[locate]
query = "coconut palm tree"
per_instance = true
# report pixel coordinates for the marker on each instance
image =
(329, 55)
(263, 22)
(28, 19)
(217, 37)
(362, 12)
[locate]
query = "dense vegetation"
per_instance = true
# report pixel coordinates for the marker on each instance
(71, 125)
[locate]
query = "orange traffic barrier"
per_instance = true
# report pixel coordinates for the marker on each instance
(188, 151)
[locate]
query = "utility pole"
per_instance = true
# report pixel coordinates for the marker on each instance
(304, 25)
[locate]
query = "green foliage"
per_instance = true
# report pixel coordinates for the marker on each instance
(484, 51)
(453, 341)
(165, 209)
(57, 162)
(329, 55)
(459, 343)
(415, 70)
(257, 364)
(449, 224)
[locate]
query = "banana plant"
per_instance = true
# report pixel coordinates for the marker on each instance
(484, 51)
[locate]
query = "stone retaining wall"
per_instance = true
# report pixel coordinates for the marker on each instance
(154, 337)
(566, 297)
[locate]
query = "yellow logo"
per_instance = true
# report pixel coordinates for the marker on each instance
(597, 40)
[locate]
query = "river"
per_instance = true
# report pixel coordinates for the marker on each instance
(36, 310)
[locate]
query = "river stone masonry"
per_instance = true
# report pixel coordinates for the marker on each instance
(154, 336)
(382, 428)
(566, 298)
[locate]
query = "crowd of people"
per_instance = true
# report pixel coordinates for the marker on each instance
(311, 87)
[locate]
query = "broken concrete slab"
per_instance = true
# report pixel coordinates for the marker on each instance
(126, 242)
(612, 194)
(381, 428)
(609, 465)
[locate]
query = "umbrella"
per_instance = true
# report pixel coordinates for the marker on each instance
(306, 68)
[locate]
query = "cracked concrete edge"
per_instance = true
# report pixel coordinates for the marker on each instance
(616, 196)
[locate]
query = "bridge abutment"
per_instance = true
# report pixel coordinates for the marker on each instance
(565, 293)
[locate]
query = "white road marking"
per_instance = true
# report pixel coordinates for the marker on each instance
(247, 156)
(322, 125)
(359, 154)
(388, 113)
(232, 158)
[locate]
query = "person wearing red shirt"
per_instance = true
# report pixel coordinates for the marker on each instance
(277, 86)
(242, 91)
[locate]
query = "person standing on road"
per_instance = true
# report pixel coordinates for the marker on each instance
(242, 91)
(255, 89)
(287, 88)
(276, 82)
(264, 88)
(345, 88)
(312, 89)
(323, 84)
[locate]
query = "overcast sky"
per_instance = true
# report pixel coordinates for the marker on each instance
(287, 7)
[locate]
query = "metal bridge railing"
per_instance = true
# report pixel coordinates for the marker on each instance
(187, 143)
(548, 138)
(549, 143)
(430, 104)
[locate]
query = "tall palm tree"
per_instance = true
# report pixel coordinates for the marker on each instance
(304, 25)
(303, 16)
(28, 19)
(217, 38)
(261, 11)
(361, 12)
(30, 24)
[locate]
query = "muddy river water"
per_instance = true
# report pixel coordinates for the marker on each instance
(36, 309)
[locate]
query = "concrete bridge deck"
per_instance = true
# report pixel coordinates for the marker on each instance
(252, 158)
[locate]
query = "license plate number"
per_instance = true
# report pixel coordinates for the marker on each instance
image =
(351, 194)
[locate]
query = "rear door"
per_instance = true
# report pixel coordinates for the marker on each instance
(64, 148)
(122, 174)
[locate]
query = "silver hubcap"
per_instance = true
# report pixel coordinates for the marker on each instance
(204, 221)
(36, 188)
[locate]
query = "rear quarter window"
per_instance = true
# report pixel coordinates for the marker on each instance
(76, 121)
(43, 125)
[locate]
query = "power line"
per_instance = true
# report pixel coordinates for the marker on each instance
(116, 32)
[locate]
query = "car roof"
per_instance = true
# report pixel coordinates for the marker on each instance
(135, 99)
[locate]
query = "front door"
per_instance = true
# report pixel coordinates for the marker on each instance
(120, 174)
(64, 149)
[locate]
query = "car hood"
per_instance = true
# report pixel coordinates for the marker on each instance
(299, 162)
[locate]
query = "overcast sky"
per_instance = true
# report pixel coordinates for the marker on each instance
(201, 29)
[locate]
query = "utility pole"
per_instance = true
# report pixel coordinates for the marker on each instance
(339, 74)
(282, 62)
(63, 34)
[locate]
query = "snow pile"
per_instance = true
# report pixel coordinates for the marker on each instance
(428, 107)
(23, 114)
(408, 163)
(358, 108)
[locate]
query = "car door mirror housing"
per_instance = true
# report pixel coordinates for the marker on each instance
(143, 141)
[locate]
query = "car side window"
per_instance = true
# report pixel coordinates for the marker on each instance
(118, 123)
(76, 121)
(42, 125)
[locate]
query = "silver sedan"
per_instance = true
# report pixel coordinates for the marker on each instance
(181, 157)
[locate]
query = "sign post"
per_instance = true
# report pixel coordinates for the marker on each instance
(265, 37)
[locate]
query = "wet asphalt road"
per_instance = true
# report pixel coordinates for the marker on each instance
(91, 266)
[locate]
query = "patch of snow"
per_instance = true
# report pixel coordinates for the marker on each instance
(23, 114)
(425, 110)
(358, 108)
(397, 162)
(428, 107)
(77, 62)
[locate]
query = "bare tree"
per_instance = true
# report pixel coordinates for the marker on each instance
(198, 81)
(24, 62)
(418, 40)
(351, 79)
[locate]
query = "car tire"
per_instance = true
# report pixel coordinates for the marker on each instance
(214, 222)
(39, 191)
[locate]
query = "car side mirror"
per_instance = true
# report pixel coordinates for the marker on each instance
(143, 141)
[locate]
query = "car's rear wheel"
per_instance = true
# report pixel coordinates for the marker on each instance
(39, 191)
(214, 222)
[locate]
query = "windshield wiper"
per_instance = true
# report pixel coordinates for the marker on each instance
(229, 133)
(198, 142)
•••••
→ TO DO
Above are the records; copy each line from them that includes the string "bridge".

→ SOLUTION TO THIS TASK
query = "bridge abutment"
query = "metal bridge railing"
query = "concrete bridge deck"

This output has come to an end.